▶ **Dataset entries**
☆ ☆ ☆ ☆ ☆

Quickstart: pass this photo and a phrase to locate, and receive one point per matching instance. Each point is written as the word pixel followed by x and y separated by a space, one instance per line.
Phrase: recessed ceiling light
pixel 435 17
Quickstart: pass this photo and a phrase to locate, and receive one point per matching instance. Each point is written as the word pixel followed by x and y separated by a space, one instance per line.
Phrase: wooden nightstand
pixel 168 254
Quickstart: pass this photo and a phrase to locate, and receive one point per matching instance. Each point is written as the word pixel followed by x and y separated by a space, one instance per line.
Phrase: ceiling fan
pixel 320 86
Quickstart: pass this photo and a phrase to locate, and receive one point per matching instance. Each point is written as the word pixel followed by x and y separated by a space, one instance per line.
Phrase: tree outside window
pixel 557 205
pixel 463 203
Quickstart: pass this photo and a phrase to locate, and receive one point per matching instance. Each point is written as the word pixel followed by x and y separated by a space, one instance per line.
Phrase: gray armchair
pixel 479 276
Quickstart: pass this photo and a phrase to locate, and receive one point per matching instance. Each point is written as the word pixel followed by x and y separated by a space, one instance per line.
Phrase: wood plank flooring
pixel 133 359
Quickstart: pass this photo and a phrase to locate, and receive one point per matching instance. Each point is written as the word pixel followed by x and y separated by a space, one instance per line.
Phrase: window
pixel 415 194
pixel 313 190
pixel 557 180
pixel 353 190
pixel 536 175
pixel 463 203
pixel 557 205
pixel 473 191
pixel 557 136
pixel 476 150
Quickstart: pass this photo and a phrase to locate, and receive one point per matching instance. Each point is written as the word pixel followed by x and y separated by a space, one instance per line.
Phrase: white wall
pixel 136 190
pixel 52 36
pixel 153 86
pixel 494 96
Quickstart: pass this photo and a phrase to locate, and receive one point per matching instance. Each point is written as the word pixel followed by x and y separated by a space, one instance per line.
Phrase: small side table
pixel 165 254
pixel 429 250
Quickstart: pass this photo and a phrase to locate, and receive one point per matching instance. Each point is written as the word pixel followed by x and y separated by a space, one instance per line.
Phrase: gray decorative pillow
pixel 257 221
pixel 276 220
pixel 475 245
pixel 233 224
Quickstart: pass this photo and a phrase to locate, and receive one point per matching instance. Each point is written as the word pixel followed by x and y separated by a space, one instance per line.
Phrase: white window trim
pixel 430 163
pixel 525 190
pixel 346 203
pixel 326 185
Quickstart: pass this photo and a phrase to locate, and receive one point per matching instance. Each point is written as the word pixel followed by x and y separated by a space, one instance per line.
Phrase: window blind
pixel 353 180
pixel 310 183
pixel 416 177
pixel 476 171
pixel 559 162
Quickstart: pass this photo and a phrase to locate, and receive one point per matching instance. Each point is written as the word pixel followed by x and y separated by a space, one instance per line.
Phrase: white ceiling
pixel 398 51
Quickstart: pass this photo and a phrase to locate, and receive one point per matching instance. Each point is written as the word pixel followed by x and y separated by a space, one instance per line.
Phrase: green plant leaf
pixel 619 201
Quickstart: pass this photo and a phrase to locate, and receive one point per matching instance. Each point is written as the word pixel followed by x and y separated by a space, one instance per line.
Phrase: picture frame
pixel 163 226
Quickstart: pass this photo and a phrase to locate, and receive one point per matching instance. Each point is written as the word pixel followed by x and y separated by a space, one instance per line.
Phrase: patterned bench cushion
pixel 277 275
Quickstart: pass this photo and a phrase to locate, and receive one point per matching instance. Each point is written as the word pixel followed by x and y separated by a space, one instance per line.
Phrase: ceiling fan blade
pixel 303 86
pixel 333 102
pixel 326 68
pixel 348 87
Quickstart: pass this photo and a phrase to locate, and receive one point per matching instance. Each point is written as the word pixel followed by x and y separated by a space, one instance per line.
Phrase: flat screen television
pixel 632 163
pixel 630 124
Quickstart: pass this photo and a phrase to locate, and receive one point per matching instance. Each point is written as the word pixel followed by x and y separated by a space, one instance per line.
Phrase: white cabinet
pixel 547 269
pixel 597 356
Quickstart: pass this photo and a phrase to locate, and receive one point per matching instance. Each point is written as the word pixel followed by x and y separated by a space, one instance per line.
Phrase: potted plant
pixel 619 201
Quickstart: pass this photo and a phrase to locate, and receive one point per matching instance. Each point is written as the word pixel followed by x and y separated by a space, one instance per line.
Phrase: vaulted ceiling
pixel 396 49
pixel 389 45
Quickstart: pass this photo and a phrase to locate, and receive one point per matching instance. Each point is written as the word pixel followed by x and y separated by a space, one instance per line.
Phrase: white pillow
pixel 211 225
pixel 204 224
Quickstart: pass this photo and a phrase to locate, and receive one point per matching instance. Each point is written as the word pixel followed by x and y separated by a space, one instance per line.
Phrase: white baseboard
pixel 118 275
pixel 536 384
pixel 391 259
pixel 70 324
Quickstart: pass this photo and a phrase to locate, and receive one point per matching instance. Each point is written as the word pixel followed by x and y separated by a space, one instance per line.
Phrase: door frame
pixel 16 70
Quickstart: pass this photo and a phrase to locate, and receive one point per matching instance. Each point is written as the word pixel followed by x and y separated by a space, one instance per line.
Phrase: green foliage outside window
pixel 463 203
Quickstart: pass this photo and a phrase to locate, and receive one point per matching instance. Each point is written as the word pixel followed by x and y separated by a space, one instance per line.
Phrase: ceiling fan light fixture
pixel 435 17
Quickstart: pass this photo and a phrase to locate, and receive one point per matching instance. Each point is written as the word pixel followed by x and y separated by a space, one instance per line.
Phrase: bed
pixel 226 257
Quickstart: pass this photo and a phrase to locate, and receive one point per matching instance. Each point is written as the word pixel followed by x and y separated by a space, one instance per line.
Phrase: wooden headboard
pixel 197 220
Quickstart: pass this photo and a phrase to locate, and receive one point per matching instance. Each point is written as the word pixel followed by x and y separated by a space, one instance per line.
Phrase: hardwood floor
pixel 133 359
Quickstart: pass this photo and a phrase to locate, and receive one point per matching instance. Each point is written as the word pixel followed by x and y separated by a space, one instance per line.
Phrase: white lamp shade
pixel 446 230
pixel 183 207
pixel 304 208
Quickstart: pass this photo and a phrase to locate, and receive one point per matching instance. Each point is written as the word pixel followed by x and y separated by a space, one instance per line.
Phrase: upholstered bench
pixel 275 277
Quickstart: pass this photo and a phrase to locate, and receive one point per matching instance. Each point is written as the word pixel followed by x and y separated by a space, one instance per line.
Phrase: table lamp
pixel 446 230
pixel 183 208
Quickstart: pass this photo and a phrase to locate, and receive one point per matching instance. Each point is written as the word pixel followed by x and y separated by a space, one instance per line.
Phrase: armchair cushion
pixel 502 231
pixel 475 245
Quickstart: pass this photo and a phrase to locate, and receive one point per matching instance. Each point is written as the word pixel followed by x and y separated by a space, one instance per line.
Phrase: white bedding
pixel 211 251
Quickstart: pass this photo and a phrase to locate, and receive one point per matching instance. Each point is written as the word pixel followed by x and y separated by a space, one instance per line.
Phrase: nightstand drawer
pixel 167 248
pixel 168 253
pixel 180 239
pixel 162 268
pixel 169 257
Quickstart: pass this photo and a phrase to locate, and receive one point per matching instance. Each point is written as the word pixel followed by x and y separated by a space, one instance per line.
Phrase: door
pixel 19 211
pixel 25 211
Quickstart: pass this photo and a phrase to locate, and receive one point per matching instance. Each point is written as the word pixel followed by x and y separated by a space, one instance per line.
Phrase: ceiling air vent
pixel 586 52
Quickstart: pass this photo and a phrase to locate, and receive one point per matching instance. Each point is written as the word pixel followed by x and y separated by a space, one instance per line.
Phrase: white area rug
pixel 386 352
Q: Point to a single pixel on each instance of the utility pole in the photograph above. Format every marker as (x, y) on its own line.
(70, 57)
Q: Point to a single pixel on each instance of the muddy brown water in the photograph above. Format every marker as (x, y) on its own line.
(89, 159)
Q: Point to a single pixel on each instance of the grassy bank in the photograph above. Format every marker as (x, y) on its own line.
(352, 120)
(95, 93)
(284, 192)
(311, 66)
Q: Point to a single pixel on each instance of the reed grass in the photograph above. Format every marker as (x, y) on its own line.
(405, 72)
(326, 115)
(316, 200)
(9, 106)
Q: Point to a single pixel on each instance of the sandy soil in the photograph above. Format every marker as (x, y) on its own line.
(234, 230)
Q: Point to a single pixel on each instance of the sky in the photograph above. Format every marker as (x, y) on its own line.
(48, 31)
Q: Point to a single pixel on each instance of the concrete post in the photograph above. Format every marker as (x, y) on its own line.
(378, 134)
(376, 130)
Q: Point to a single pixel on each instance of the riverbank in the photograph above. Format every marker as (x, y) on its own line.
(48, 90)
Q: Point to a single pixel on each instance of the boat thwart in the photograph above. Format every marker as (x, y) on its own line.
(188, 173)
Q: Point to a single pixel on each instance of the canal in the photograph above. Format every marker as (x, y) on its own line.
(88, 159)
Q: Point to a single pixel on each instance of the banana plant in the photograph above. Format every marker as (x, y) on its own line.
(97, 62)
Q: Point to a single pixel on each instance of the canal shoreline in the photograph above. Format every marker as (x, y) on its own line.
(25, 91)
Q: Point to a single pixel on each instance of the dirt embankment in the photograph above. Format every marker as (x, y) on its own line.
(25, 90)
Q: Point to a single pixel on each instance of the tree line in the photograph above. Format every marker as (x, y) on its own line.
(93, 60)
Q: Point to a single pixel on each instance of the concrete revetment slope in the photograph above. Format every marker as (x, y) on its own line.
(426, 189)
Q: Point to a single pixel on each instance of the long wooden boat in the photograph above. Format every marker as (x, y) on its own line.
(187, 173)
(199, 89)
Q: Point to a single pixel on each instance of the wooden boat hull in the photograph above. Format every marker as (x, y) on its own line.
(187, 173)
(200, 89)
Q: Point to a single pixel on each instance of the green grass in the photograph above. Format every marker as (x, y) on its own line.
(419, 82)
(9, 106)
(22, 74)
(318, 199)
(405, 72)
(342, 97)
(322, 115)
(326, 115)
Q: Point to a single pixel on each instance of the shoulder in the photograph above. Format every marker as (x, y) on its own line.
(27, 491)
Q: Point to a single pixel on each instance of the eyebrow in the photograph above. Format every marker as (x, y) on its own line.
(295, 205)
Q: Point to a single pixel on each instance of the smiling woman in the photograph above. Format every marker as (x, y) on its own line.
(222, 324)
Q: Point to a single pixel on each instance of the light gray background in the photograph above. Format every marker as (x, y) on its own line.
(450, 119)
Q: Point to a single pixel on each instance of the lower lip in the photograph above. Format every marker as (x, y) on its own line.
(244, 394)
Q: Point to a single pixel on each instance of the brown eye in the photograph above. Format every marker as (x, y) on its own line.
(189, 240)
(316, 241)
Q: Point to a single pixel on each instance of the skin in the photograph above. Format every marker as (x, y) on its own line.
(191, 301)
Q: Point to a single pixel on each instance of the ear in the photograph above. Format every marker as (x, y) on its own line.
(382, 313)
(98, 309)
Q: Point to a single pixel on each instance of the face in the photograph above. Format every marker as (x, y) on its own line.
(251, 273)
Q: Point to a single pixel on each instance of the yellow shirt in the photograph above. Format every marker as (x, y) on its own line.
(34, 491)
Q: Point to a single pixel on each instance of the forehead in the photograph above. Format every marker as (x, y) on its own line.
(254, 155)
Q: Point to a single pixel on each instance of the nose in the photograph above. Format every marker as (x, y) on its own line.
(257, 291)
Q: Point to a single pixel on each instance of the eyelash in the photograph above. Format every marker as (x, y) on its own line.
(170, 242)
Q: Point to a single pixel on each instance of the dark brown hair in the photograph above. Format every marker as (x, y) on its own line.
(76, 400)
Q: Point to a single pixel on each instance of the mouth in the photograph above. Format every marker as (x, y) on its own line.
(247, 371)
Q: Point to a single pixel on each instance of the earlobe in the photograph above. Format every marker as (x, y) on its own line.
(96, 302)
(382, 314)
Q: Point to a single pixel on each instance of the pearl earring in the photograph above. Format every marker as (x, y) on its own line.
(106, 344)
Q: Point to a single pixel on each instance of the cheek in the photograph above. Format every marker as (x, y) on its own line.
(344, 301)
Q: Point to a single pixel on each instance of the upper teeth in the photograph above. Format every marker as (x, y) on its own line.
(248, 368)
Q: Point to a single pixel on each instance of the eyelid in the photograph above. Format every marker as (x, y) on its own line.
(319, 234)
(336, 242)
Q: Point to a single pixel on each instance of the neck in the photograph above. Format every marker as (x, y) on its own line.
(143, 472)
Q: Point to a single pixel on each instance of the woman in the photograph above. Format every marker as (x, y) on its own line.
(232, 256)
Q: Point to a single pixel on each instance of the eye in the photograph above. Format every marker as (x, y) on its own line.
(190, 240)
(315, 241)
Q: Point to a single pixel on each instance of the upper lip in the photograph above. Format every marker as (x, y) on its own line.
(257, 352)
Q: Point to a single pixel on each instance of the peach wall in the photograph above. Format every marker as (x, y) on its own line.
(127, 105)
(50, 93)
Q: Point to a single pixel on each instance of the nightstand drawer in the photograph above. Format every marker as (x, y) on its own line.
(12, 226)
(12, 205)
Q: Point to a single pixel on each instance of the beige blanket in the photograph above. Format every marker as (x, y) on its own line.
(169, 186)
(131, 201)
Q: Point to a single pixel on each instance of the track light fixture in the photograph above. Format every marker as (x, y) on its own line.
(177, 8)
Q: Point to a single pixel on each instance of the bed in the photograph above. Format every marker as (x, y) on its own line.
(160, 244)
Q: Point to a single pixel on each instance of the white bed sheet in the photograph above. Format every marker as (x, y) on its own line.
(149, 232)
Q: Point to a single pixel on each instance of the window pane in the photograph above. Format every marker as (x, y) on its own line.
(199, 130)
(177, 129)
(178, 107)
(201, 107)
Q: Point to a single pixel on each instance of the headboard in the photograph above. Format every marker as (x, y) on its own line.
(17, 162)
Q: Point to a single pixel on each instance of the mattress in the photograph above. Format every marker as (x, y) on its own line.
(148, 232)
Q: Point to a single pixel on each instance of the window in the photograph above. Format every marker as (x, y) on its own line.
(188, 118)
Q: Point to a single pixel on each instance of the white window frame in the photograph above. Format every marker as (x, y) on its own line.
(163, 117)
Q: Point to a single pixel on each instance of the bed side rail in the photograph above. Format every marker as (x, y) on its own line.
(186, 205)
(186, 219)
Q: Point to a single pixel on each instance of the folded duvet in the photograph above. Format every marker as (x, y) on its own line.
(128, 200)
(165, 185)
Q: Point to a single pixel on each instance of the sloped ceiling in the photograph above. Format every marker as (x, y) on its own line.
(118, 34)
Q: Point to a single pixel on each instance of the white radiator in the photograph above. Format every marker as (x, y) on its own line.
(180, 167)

☆ ☆ ☆ ☆ ☆

▶ **TASK TO CARRY OUT**
In the entries, the line containing "of the mattress" and every line after it through the last are to be duplicated exactly, and no other line is to be included.

▶ **ANSWER TO THIS PROBLEM**
Q: Point to a single pixel on each instance of the mattress in the photograph above. Format every marker as (x, y) on its own line.
(148, 232)
Q: Point to a single pixel on each instance of the window in the photograph above. Format every marker as (x, y) on its own line.
(188, 118)
Q: Point to a single pixel on each instance of the white window frame in the photograph above. Format every marker as (x, y) on its own line.
(163, 117)
Q: Point to a single pixel on each instance of the bed side rail in the photograph above. Format every marker as (x, y) on its own line.
(186, 205)
(186, 219)
Q: Point to a single pixel on each instance of the folded duvet in the photograph above. Format every marker as (x, y) on its own line.
(128, 200)
(165, 185)
Q: Point to a single pixel on each instance of the sloped ceiling in the photograph above. Format every marker as (x, y) on its own line.
(118, 34)
Q: Point to a single pixel on each instance of the white radiator in the photograph above. Format every marker as (x, y) on its own line.
(180, 167)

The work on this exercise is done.